— START OF Stored records —
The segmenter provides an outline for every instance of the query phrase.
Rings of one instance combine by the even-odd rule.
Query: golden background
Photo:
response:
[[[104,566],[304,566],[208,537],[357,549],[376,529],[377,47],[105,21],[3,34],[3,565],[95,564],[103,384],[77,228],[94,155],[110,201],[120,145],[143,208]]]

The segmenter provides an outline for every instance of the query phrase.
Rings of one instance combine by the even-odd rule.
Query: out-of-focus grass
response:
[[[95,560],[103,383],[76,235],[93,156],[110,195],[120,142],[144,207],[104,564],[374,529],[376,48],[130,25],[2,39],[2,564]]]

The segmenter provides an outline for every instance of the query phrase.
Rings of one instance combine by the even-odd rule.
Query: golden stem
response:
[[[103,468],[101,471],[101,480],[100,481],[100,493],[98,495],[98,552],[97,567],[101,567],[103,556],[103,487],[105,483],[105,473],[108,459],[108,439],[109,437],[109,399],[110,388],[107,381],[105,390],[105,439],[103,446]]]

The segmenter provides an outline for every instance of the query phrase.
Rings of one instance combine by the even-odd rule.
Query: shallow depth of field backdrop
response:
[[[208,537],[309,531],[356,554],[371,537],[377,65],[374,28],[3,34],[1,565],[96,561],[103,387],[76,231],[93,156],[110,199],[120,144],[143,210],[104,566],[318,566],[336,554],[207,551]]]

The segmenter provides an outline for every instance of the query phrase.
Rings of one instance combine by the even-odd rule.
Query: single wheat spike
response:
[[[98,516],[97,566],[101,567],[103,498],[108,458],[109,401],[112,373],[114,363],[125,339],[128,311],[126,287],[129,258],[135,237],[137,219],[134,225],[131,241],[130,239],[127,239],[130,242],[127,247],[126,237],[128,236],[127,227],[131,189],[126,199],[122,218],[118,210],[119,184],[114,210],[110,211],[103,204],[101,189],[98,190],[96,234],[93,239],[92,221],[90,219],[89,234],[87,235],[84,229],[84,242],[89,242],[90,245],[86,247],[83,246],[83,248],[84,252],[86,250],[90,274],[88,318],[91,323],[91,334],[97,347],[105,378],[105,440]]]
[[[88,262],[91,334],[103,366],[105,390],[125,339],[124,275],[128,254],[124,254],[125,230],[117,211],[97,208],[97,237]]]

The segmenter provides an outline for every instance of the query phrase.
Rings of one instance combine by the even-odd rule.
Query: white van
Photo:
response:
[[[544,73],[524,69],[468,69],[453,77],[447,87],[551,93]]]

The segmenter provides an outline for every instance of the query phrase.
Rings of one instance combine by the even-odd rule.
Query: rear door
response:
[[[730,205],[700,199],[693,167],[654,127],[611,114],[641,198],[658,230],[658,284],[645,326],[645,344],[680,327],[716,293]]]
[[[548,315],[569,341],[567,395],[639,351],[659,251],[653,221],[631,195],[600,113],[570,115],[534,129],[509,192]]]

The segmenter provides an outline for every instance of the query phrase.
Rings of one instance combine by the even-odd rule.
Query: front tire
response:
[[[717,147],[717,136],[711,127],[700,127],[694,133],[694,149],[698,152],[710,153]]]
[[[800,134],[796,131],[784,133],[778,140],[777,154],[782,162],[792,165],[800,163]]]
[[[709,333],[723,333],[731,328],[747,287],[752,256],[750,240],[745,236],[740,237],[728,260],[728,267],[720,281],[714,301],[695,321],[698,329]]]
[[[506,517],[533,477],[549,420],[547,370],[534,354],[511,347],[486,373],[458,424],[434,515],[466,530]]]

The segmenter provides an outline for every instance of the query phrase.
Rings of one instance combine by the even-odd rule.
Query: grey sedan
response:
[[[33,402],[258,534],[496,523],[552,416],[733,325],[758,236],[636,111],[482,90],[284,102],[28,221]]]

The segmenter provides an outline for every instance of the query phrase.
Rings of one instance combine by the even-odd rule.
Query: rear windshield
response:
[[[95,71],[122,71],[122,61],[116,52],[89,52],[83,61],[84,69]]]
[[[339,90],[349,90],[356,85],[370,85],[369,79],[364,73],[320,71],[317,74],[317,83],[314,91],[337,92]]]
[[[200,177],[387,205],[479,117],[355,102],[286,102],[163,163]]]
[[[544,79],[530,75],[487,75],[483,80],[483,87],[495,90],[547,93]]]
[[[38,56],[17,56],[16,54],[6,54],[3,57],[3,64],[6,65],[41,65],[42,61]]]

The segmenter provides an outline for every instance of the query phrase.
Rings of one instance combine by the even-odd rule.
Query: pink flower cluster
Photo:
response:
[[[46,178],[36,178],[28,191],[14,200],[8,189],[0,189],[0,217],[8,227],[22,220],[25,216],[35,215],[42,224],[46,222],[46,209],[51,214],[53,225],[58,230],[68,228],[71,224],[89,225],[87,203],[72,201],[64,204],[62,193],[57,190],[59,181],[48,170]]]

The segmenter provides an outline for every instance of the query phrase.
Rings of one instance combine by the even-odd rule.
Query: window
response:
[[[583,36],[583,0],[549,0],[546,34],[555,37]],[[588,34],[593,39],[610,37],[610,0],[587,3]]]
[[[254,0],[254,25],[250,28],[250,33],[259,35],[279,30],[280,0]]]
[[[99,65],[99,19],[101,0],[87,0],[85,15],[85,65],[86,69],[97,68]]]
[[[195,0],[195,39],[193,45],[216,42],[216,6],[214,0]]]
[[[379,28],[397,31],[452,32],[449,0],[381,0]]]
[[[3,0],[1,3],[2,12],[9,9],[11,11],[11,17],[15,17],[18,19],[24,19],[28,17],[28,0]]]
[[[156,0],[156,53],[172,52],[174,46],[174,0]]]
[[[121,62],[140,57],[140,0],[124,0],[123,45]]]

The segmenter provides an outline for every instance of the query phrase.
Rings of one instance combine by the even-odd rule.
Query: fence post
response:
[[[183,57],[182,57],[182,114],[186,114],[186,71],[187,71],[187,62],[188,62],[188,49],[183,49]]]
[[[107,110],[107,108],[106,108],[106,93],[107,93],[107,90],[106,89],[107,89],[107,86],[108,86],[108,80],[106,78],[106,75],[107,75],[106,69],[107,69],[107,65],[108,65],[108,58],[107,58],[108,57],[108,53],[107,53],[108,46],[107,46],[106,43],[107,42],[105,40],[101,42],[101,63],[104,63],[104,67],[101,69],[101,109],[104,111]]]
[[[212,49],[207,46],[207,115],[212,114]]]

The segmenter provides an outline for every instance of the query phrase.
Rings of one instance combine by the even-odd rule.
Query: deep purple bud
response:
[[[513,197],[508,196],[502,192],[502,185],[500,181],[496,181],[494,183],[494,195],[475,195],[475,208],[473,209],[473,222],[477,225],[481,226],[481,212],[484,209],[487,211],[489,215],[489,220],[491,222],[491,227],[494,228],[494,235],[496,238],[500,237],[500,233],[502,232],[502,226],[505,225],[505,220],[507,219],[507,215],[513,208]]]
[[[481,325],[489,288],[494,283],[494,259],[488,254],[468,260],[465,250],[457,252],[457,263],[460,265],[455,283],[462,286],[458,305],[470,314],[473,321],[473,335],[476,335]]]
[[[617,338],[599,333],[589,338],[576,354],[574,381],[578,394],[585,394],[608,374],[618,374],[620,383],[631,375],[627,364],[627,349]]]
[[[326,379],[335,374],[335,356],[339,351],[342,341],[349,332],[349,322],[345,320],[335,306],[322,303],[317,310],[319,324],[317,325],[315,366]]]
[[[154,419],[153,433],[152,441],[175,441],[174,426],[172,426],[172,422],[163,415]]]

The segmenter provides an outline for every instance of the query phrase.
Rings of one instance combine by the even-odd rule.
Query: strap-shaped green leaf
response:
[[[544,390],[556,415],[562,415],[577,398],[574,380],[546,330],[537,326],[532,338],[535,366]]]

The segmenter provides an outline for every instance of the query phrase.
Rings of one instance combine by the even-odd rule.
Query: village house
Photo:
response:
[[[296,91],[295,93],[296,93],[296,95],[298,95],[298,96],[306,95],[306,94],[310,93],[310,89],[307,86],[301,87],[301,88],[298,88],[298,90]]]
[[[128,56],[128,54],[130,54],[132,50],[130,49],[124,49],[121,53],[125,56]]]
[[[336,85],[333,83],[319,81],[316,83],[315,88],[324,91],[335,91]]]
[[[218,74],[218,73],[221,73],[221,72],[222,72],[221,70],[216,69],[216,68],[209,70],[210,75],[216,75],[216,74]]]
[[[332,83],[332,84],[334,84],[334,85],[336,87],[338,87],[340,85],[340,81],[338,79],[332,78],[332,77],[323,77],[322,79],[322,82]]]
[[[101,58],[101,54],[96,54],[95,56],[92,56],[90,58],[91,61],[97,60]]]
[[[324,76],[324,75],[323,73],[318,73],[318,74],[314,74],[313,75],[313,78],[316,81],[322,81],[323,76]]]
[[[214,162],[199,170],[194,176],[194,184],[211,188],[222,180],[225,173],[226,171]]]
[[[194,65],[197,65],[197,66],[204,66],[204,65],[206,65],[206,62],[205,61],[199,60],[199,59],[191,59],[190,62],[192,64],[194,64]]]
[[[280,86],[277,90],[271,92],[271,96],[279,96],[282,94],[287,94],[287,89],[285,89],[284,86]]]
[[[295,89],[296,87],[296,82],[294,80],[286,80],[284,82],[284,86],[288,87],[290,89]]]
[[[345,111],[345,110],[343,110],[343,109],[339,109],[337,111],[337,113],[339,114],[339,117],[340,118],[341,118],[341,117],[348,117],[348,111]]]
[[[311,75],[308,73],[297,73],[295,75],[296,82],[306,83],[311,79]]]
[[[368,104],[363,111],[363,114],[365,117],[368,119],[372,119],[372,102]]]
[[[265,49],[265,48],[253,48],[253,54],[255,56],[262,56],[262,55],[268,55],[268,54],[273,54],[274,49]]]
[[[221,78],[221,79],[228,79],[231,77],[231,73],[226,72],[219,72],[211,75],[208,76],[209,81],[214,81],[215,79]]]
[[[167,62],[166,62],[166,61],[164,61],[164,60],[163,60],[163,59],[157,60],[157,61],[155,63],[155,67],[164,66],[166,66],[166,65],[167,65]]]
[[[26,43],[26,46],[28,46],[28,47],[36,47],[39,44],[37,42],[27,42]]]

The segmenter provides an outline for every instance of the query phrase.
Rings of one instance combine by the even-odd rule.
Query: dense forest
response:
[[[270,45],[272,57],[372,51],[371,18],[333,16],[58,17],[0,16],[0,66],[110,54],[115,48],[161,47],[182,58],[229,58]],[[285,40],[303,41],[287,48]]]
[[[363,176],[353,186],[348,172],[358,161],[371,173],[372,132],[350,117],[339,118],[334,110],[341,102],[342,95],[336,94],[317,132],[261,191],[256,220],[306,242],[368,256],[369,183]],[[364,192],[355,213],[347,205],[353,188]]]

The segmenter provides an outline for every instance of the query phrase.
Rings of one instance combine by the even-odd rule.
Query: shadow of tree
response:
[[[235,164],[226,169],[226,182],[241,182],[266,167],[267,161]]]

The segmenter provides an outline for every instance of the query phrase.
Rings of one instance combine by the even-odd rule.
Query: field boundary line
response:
— END OF Stored records —
— Aim —
Find each line in the listing above that contains the string "golden" and reproduce those lines verbatim.

— Exercise response —
Query: golden background
Query: golden stem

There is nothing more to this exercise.